Restaurants / Bars

Grind Bistro: New Classics Done With Precision

July 15, 2016

Grind Bistro, for whatever reason, has seemed to fly under the radar. The barely-open restaurant in increasingly-hip Net Park now has two more casual outlets springing up in the city, but fewer than usual outlets have picked up their scent. Is it because it lacks any telltale signs of the food trends that are saturating the city, or is perhaps eclipsed by the riotous opening of yet another foreign casual fast food chain? Whatever the reason may be, it is criminal. What husband and wife team Steven and Cristina Carl have created is the antithesis to concepts that merely follow the tide, without creating pleasurable results.


Popcorn Shrimp, P350; Laguna Farmer’s Salad, P350.

For years, the Carls lived across the United States, building years of experience in the industry (Steven for example, has been the food and beverage director of several Hyatt hotels from Maui to Miami) before taking a huge leap last year from their frenetic lives to another one which offered both risk, and a chance to raise their children in Cristina’s native country. “It’s kind of like going back to my roots,” says Steven, who began his career by working in smaller private restaurants, working in the kitchen everyday. Now, he uses those years of knowledge to maintain Grind Bistro’s stellar quality, overseeing every single thing that gets put on a plate.


Sliders, P395; Cheese on Rye, P350.

────────────────────────────────────────

- DIRECTIONS
a. Transcribe word for word the part of the Grind Bistro review that opens with the words containing "Restaurants / Bars" and closes with "Farmer’s Salad, P350.".
b. Name every dish the Grind Bistro review mentions, each with its price.
c. Carry the Grind Bistro review forward from its last line, keeping its tone and style.
The listing that comes next is from a separate source.

- DATA LINES
────────────────────────────────────────

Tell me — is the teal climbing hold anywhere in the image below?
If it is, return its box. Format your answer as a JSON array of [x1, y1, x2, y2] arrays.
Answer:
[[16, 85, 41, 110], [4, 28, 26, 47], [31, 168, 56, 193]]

────────────────────────────────────────

- RESULTS OF THE EXERCISE
a.
Restaurants / Bars

Grind Bistro: New Classics Done With Precision

July 15, 2016

Grind Bistro, for whatever reason, has seemed to fly under the radar. The barely-open restaurant in increasingly-hip Net Park now has two more casual outlets springing up in the city, but fewer than usual outlets have picked up their scent. Is it because it lacks any telltale signs of the food trends that are saturating the city, or is perhaps eclipsed by the riotous opening of yet another foreign casual fast food chain? Whatever the reason may be, it is criminal. What husband and wife team Steven and Cristina Carl have created is the antithesis to concepts that merely follow the tide, without creating pleasurable results.


Popcorn Shrimp, P350; Laguna Farmer’s Salad, P350.

b.
Popcorn Shrimp, P350
Laguna Farmer's Salad, P350
Sliders, P395
Cheese on Rye, P350

c.
While the space was originally meant to be just a burger joint, the menu has slightly expanded to include dishes that show off the Carls’ affinity for details. A commissary upstairs is responsible for baking the bread on their menu, and ingredients of salads are flexible with the season. “We knew from the very beginning that if we were going to do this, everything was going to be scratch-made because this is just what we do. Even when we have dinner parties at home, this is how the food is made. If Steven says- ‘Oh, this component would be great with this!’, the only way you can make sure it will go well together is if you make it yourself.” Case in point—a house-made rye for their grilled cheese uses a recipe that comes from Steven’s Eastern-European ancestors.


Rib-eye, P2200.

Updated American bistro classics are sure to be done with careful precision; popcorn shrimp are light pockets of air, dressed in mirin and wasabi aioli, and Steven’s in-house unagi sauce made with a five-spice marinade and the cooking liquid for their pork, reduced until sticky and thick. Nachos recall their time in Maui, with a fine poke of ahi tuna underneath local cheese, and dollops of orange and wasabi tobiko providing little bright pops of saltiness. A standout nutty black chicken is definitely anti-social media, but embraces Asian, American, and Italian elements, fusing them in a way which should never work but does. The graphic black tempura insulates the chicken and creates an incredibly moist and tender bird whose juices run when sliced into. It is pretty deft cooking.


Grind Burger, P395; Nutty Black Chicken, P550.

The latter part of the menu also serves some great surprises—of course, their burgers and meat are executed well, with their mince ground daily, creating a patty that has integrity, a little more chew, so that it is ‘steak-y’ and cooked with a crust, but is all tender and slightly pink inside. Even desserts maintain quality, with their dedicated pastry chef making their ice cream and sorbets in-house too, with a quenelle of their tart yogurt flavor enhancing a calamansi pie that comes with a slick of grassy basil puree.


Calamansi Pie, P320.

There was once an old belief, at least in Manila years ago, that only great food could be found in hotels. What the Carls have done is given us the standard and finesse we have come to expect from both hotel food and service, but in a setting that is infinitely less intimidating, and much more approachable. Grind Bistro has all the potential to become a go-to for uncomplicated, delicious grub—it should be time to make some noise for it.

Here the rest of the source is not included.